⟨

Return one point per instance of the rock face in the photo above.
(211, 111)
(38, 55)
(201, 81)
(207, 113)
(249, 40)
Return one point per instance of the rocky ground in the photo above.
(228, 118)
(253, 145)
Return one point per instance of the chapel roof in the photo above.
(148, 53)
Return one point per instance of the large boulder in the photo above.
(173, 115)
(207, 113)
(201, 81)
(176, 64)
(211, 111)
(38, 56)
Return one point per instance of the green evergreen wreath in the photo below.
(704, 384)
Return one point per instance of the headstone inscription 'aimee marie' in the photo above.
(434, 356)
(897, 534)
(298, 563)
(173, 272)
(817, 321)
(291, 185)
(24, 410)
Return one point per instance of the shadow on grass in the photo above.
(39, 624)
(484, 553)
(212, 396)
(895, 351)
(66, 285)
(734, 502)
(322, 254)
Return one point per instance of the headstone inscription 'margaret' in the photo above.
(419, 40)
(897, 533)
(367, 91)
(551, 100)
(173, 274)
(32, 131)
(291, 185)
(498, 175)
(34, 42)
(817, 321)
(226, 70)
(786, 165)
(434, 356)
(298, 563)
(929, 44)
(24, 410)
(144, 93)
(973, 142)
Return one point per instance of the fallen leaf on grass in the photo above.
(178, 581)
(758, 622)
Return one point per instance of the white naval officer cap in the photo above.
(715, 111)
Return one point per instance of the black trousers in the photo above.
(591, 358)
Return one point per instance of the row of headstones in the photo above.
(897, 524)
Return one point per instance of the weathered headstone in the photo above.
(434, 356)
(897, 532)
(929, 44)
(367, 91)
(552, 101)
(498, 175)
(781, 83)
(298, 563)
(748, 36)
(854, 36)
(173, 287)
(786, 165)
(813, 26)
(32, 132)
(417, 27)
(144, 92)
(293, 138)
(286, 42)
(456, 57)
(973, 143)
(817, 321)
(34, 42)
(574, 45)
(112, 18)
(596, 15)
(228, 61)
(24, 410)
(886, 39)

⟩

PROBLEM TO WORK ON:
Copy out the material, character for character, from the line containing "inscription 'margaret' in the photo above." through the last line of the material, including both.

EXPECTED ANSWER:
Return one point per instance of the headstone inscription 'margaret' in the photo above.
(419, 40)
(897, 533)
(367, 91)
(551, 100)
(173, 274)
(32, 131)
(291, 185)
(498, 175)
(34, 42)
(817, 321)
(226, 70)
(786, 165)
(434, 356)
(298, 563)
(929, 44)
(24, 410)
(144, 93)
(973, 142)
Return one point per instance of the fallen leaf on grass in the photo above.
(178, 581)
(758, 622)
Return one point per instance of the white naval officer cap in the photo above.
(715, 111)
Return one point per instance of the black trousers in the photo above.
(591, 358)
Return one point per instance of the row of headstones in the photo above.
(897, 524)
Return one point per instance of the weathered headstone in the photo above.
(434, 356)
(897, 532)
(929, 44)
(367, 91)
(552, 101)
(498, 175)
(781, 83)
(298, 563)
(748, 36)
(854, 36)
(173, 287)
(786, 165)
(813, 26)
(32, 132)
(417, 27)
(144, 92)
(293, 138)
(286, 42)
(456, 57)
(973, 143)
(817, 321)
(34, 42)
(574, 45)
(112, 18)
(596, 15)
(228, 61)
(24, 410)
(886, 39)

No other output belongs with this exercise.